■ Aufgabe ■
Beantworte anhand des Textes über den Abschied von Helmut Kohl diese Fragen:
1. Wer reiste aus Österreich nach Straßburg an?
2. Womit war der Sarg bedeckt?
3. Als was würdigte Angela Merkel den Verstorbenen in ihrer Trauerrede?

■ Vorliegender Text ■
┏━━

Trauer um Altkanzler

Historischer Abschied von Helmut Kohl

Ausland
01.07.2017 20:55

Historischer Abschied vom verstorbenen deutschen Altkanzler Helmut Kohl: Bei nie zuvor erlebten Trauerfeierlichkeiten in Straßburg und Speyer haben am Samstag Spitzenpolitiker aus aller Welt und Hunderte Menschen in seiner Heimat Kohl die letzte Ehre erwiesen. Aus Österreich reisten Bundespräsident Alexander Van der Bellen und Kanzler Christian Kern nach Straßburg an.

Der Leichnam des früheren deutschen Bundeskanzlers wurde Samstagfrüh aus seinem Haus in Ludwigshafen-Oggersheim abgeholt. Der Sarg war mit einer Europaflagge bedeckt. Anschließend machte sich ein Fahrzeugkonvoi auf den Weg nach Straßburg.

Dort angekommen, wurde der Sarg des früheren christdemokratischen Regierungschefs und "Vaters der Deutschen Einheit" zunächst in einem Protokollraum des Europaparlaments aufgestellt. Vor dem Saal konnten sich die Trauernden in ein Kondolenzbuch eintragen. Anschließend wurde der Sarg vom Wachbataillon des deutschen Verteidigungsministeriums in den Plenarsaal getragen - begleitet von einer Totenwache des Eurokorps.

Merkel mit Tränen in den Augen bei Trauerrede
Deutschlands Bundeskanzlerin Angela Merkel würdigte den Verstorbenen in einer bewegenden Trauerrede als großen Brückenbauer zwischen Ländern und Menschen. "Er war ein den Menschen zugewandter Weltpolitiker", sagte die Regierungschefin. Jetzt müssten die nächsten Generationen sein Vermächtnis bewahren: den engagierten, unermüdlichen Einsatz für Frieden, Freiheit und Einheit.

┗━━

■ Erfasste Daten ■
┏━━

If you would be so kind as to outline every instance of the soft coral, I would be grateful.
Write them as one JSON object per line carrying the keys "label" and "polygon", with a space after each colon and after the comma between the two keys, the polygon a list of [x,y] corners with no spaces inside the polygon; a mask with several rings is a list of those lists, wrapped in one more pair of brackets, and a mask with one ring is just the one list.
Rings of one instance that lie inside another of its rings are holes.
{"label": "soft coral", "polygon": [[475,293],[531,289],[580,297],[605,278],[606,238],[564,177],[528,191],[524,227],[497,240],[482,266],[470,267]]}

┗━━

■ Antwort ■
1. Bundespräsident Alexander Van der Bellen und Kanzler Christian Kern.
2. Mit einer Europaflagge.
3. Als großen Brückenbauer zwischen Ländern und Menschen.